[EXCERPT]:
|---|

# Where's Waldo



## texasred (Jan 29, 2012)

Vizsla style


----------



## texasred (Jan 29, 2012)

*Re: Find Waldo*

2 more


----------



## Eddiemoto (May 4, 2013)

*Re: Find Waldo*

Luckily, I'm sure you could see all the brush moving. He looks to be having a blast.

I hope you don't mind if I play? I was actually trying to zoom in on Dudley for this shot. Example of my not so awesome composition skills when taking a pic


----------



## einspänner (Sep 8, 2012)

*Re: Find Waldo*

Are there 2 in the first photo, TR? 


Here's my submission. How many Vs are in this photo?


----------



## jld640 (Sep 29, 2010)

*Re: Find Waldo*

Excellent thread!


----------



## texasred (Jan 29, 2012)

*Re: Find Waldo*



einspänner said:


> Are there 2 in the first photo, TR?
> Yes
> 
> Here's my submission. How many Vs are in this photo?


Looks like 4 adults, and a puppy.
Did I miss one?


----------



## einspänner (Sep 8, 2012)

*Re: Find Waldo*



TexasRed said:


> Looks like 4 adults, and a puppy.
> Did I miss one?


Nope, you got it! I didn't notice the puppy until a week after I took the photo.


----------



## texasred (Jan 29, 2012)

So many times I miss the picture I wanted, and wind up with shots like those I posted above. So while I was running the dogs in knee high ragweed, I decided to go for those shots where you can barley make out the dogs.
The ragweed doesn't bother the dogs while its still green, but it sure make me stuffy.


----------



## harrigab (Aug 21, 2011)

here's another


----------



## R E McCraith (Nov 24, 2011)

As the fields turn the color of RUST - where is PIKE ? with luck - looking for me !


----------



## harrigab (Aug 21, 2011)

..just to show you all that she actually is (and where) in the first pic


----------



## DougAndKate (Sep 16, 2011)

|---|

[ASSIGNMENT]: From the forum thread about spotting hidden dogs, return word for word the passage starting at "Nope, you got" and ending at "make me stuffy.".

[Collected data]:

|---|

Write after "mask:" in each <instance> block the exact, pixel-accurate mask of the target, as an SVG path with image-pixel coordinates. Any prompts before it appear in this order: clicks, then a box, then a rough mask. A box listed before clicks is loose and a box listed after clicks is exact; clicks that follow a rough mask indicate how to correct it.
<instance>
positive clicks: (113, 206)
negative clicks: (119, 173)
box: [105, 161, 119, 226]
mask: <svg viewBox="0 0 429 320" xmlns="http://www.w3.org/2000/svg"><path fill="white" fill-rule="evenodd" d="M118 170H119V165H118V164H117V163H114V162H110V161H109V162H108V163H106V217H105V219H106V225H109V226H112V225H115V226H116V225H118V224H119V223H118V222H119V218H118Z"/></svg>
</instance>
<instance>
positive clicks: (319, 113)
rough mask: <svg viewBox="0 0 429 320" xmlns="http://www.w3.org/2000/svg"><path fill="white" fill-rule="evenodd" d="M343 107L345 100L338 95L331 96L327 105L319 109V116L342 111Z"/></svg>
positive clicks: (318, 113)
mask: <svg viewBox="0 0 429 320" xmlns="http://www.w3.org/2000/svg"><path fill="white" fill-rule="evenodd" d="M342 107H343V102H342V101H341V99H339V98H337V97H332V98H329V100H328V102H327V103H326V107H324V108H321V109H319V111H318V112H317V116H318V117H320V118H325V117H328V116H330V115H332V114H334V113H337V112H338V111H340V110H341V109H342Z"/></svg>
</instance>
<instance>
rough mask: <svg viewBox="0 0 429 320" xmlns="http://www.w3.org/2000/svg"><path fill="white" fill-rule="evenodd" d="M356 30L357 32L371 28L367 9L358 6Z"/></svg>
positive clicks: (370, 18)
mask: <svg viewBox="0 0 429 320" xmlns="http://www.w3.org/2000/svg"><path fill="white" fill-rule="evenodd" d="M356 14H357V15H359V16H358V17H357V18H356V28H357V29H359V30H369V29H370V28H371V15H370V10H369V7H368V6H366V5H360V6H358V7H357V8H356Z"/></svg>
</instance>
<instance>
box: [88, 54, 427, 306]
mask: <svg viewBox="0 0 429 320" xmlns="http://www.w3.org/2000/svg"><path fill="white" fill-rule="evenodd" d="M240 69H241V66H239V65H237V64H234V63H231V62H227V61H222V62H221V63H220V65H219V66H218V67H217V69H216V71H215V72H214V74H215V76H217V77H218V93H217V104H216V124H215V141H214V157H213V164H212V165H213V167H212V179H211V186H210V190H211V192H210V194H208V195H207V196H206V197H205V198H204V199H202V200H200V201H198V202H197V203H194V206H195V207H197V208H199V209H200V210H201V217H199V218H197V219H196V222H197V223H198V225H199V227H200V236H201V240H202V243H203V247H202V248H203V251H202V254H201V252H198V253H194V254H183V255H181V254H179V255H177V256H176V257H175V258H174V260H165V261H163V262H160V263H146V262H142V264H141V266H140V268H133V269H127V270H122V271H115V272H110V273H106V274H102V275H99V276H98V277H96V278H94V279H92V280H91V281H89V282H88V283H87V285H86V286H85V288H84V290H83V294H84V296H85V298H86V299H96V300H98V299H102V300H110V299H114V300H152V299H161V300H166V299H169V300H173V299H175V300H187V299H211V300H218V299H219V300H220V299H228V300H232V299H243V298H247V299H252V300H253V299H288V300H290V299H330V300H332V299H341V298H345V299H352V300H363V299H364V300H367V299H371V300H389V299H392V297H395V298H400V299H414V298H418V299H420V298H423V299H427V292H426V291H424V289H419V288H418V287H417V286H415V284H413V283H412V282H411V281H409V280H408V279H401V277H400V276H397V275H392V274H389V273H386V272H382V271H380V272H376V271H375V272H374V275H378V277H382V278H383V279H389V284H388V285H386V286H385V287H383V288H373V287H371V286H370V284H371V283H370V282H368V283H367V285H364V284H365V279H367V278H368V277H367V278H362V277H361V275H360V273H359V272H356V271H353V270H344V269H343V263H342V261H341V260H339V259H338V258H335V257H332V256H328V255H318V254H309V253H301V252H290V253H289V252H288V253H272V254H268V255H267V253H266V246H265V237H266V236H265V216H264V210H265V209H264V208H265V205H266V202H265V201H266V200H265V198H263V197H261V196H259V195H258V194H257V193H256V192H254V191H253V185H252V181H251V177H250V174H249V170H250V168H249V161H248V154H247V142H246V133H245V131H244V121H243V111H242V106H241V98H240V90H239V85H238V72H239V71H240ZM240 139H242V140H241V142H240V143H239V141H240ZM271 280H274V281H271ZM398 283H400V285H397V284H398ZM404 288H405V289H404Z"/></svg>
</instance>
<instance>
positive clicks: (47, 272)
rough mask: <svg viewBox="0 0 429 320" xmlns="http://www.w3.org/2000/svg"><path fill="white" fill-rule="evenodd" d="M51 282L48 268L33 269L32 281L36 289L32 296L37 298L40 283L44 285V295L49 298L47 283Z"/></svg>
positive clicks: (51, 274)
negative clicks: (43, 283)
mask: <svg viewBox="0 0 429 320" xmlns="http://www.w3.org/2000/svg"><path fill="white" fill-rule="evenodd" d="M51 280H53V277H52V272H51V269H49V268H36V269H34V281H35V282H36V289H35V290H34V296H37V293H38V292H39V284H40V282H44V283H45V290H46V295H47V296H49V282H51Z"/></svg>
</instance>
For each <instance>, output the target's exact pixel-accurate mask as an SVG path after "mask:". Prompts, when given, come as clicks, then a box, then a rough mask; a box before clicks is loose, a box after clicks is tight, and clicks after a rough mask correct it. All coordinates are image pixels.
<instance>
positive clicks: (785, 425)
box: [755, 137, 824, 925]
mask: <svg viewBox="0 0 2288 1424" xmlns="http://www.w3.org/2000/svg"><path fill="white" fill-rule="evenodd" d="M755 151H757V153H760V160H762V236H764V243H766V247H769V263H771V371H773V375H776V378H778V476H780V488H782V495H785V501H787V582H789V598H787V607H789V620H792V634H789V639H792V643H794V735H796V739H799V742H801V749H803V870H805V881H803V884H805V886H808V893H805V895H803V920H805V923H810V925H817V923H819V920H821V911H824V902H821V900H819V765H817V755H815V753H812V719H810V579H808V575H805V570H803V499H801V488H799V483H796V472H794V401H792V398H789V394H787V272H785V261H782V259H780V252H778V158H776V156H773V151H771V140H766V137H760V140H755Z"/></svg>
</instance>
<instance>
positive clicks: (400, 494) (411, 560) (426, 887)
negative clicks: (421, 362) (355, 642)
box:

|---|

[OUTPUT BELOW]:
Nope, you got it! I didn't notice the puppy until a week after I took the photo.


----------



## texasred (Jan 29, 2012)

So many times I miss the picture I wanted, and wind up with shots like those I posted above. So while I was running the dogs in knee high ragweed, I decided to go for those shots where you can barley make out the dogs.
The ragweed doesn't bother the dogs while its still green, but it sure make me stuffy.